### Directions
(a) Retype the passage about the pregnancy loss word for word, starting at "On the 9th week, she" and ending at "for the procedure.".
(b) Which people does the passage about the pregnancy loss say visited at home on the night of the procedure?
(c) Carry on the passage about the pregnancy loss from the point where it stops.

### Passage
On the 8th week, there was still no heartbeat. But I hung on. And I fought. It was a rollercoaster of emotions. One day hopeful that some miracle would happen and I would still see my baby and another day feeling extremely sad that it may never happen.

On the 9th week, she gave up and recommended I get a D and C. I wanted to wait until the 10th week and the 11th and the 12th. But my HCG levels had drastically decreased and I was well on my way to a natural miscarriage. She advised that if I don’t have a spontaneous miscarriage in the next couple of days, I get a D and C immediately as a dead embryo can only stay for so long inside before it starts poisoining me. I didn’t want to experience the trauma of a miscarriage and the agony of waiting without knowing when and where it would happen. I opted for the procedure.

So on a normally fine Wednesday morning, I was taken to the hospital. I had to be there at 11 am as I had to be prepped for the minor surgery that would happen at 4 pm. Josephus had to work so he left me and I passed the time rereading my favorite book and watching tv. At that point in time, I had accepted the loss. Or so I thought. 4 pm came and I was given general anesthesia so I would just sleep through the whole thing. I woke up an hour after groggy and disoriented and was taken to a recovery room. An hour after (or maybe it was just a couple of minutes, I wasn’t really sure), I woke up for real and was brought back to my room. My empty, husbandless room. And then the grief struck. It startled me with its intensity. I cried. I cried like I have never cried before. Crying that only stopped when Josephus arrived an hour after, and Leah and Spongebob and Alain after a couple of minutes. I stayed another hour or 2 at the hospital, after which I was declared “fit” to go home and released. Salma, Rey, Gwyn, Yvette and Joanna visited me at home that same night. And I ate a whole box of Tim Hortons’ donuts. And cried myself to sleep thereafter.

### Information given
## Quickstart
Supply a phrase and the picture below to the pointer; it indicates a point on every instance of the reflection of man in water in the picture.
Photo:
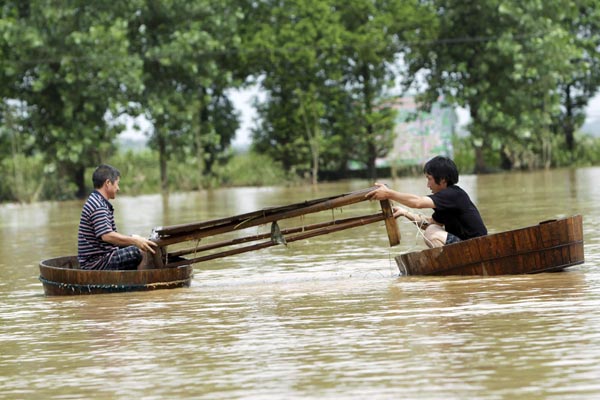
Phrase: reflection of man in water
(454, 218)
(100, 246)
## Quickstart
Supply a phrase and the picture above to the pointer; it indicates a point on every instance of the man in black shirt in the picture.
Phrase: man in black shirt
(454, 218)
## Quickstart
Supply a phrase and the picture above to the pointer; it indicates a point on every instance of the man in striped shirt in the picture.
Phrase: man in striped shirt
(99, 244)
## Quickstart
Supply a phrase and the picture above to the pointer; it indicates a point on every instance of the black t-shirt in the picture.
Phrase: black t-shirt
(455, 210)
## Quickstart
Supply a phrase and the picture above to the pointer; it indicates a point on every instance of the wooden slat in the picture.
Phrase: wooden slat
(197, 231)
(301, 236)
(212, 246)
(391, 225)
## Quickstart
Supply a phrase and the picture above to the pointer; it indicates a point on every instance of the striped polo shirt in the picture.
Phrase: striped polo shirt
(97, 219)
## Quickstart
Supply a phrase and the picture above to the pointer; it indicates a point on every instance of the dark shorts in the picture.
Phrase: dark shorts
(452, 239)
(125, 258)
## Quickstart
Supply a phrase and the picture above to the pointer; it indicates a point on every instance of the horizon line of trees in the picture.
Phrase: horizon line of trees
(69, 70)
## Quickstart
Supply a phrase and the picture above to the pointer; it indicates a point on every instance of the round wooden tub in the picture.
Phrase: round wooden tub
(62, 276)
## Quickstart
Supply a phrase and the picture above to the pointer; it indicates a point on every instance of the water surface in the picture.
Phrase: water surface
(325, 318)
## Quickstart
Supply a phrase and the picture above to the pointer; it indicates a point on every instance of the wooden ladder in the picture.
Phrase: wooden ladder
(194, 232)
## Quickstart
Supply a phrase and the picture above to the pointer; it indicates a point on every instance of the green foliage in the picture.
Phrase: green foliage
(251, 169)
(185, 47)
(504, 61)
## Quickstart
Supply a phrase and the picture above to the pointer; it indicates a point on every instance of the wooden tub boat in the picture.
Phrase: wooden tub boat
(549, 246)
(62, 276)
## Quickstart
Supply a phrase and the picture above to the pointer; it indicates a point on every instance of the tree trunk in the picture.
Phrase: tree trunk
(162, 160)
(79, 179)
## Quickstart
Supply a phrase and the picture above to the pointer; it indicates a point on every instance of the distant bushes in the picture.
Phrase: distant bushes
(30, 179)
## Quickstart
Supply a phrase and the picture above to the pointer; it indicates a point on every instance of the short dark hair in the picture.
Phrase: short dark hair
(104, 172)
(439, 168)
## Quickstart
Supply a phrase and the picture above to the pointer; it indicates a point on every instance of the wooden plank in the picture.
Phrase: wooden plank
(260, 218)
(212, 246)
(391, 225)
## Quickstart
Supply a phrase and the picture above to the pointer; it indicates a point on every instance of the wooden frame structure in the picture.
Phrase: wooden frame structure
(192, 233)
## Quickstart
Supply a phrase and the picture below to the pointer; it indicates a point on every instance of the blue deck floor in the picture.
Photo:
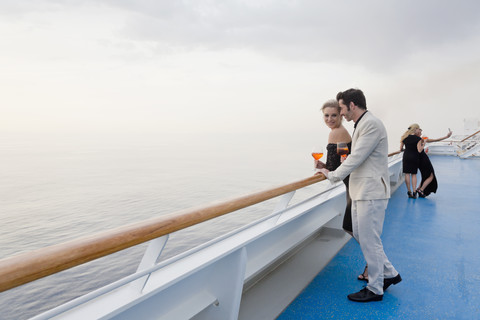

### Exercise answers
(a)
On the 9th week, she gave up and recommended I get a D and C. I wanted to wait until the 10th week and the 11th and the 12th. But my HCG levels had drastically decreased and I was well on my way to a natural miscarriage. She advised that if I don’t have a spontaneous miscarriage in the next couple of days, I get a D and C immediately as a dead embryo can only stay for so long inside before it starts poisoining me. I didn’t want to experience the trauma of a miscarriage and the agony of waiting without knowing when and where it would happen. I opted for the procedure.

(b) Salma, Rey, Gwyn, Yvette and Joanna

(c)
The next couple of days was straight out of hell. Physically, I was recovering. Emotionally, I was falling apart. Josephus and I would fight every single day and I would cry so much. Tears I didn’t know I was capable of. I was profoundly sad and it was a sadness that lingered. Comfort from family and friends came. Friends whom I had not seen in a long time, or people I don’t speak with that often had words of comfort. And it helped. But then there were also banal reassurances. That it was better this way, that the embryo would have been “wrong” and that would have led to a “wrong” baby. Anyway, it could still be replaced with a new baby. And then there were the extremely insensitive “jokes”. That I shouldn’t have been dancing so much. That I should have rested. And then there were the happily pregnant women and cute babies. They didn’t have to do anything, just looking at them made me cry.

But mostly, I felt guilty. Josephus had always wanted a baby and I felt I completely disappointed him. Maybe I didn’t eat healthy enough. Or sleep enough. Or rest enough. Or maybe I just wasn’t capable. I was even more frustrated at myself for being so sad. After all, it hadn’t been a real baby I lost. It wasn’t even alive yet. I hadn’t even suffered any lasting physical harm. So why was I so sad?

Two weeks after the D and C, my OB cleared me. I was healing nicely and I could go back to my usual activities, including strenuous ones. So I went back to the only thing that has never failed to make me happy. I danced. And I gradually saw friends again. Even those “friends” I had never heard from when I was going through what I went through. I went out. To get some sun, to go somewhere, just so I’d be busy. And forget the sadness. And gradually, I felt better. And I began to think of it less. But for a long time afterwards my sadness lingered. Even now, I can still summon it, without too much effort, so I know that it’s still there, hovering below the surface.

My life was altered the moment I knew I was pregnant. I was a Mom, and it’s heartbreaking that I don’t have a child to show for it.

I’m slowly moving forward. One day at a time. Because sometimes, your heart just needs more time to accept what your mind already knows.